• **WHAT TO WORK ON**
Reproduce the listing below line for line, with no changes.

• **DATA EXCERPTS**
--- start ---
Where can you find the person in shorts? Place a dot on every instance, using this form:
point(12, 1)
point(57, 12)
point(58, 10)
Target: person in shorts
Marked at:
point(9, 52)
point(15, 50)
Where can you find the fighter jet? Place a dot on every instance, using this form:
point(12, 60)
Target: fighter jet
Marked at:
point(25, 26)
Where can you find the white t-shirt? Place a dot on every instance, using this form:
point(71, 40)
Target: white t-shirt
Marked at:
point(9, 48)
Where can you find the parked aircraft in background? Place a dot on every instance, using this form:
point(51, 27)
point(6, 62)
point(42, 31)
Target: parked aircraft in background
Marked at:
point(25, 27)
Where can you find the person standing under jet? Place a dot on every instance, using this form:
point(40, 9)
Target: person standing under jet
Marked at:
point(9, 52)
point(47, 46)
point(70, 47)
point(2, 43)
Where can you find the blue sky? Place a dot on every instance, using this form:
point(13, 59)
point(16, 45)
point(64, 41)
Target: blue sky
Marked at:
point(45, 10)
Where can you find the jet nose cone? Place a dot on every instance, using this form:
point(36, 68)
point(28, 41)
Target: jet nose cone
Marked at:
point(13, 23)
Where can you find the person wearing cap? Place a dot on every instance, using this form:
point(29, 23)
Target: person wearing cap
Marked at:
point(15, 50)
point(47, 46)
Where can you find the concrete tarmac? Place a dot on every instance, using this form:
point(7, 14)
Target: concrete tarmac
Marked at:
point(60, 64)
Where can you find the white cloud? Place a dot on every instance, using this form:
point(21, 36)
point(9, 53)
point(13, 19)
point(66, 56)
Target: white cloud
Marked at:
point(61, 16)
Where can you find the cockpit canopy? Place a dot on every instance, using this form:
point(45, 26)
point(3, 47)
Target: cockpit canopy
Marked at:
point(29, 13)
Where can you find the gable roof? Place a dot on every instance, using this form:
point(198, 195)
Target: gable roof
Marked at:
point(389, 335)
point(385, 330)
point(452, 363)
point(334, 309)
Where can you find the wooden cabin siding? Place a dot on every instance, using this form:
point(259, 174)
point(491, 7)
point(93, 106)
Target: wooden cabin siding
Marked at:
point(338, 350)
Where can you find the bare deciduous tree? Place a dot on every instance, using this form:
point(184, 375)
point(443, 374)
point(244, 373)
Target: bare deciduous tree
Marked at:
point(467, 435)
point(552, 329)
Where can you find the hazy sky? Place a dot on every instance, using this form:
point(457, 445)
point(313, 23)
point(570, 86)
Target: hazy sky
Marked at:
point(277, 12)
--- end ---
• **THE ANSWER**
Where can you find the person in shorts? Place a dot on every instance, using this form:
point(12, 1)
point(57, 12)
point(58, 10)
Target: person in shorts
Marked at:
point(9, 52)
point(15, 50)
Where can you find the fighter jet? Place a dot on every instance, using this form:
point(12, 60)
Target: fighter jet
Marked at:
point(25, 26)
Where can you find the white t-shirt? Place a dot on every instance, using this form:
point(71, 40)
Target: white t-shirt
Marked at:
point(9, 48)
Where can you find the parked aircraft in background? Place a dot on every instance, using this form:
point(51, 27)
point(6, 62)
point(42, 31)
Target: parked aircraft in background
Marked at:
point(25, 27)
Where can you find the person standing under jet? Place a dot on every instance, using this form:
point(40, 9)
Target: person standing under jet
Marked at:
point(9, 52)
point(47, 46)
point(70, 47)
point(2, 43)
Where can you find the blue sky? Place a dot on every instance, using this form:
point(13, 59)
point(16, 45)
point(64, 41)
Target: blue sky
Marked at:
point(45, 10)
Where can you find the jet nose cone? Place a dot on every instance, using this form:
point(36, 68)
point(28, 41)
Target: jet nose cone
Marked at:
point(13, 23)
Where can you find the person wearing cap? Place a dot on every instance, using this form:
point(29, 23)
Target: person wearing cap
Marked at:
point(15, 50)
point(47, 46)
Where can you find the concrete tarmac? Place a dot on every instance, using this form:
point(7, 14)
Target: concrete tarmac
Marked at:
point(60, 64)
Where can you find the white cloud? Place a dot on every instance, using this form:
point(21, 36)
point(9, 53)
point(13, 19)
point(66, 56)
Target: white cloud
Marked at:
point(61, 16)
Where can you find the cockpit canopy? Place a dot on every instance, using this form:
point(45, 26)
point(3, 47)
Target: cockpit canopy
Marked at:
point(29, 13)
Where can you find the gable roof? Place a dot on every instance, using this form:
point(198, 195)
Target: gable roof
Marked at:
point(389, 335)
point(385, 330)
point(452, 363)
point(334, 309)
Where can you find the wooden cabin siding? Place a dot on every instance, using this form:
point(259, 174)
point(491, 7)
point(93, 106)
Target: wooden cabin siding
Marked at:
point(338, 350)
Where can you find the bare deciduous tree? Place a dot on every instance, using this form:
point(184, 375)
point(443, 374)
point(244, 373)
Target: bare deciduous tree
Marked at:
point(467, 435)
point(552, 329)
Where can you find the hazy sky? Place a dot on every instance, using this form:
point(457, 445)
point(313, 23)
point(570, 86)
Target: hazy sky
Marked at:
point(277, 12)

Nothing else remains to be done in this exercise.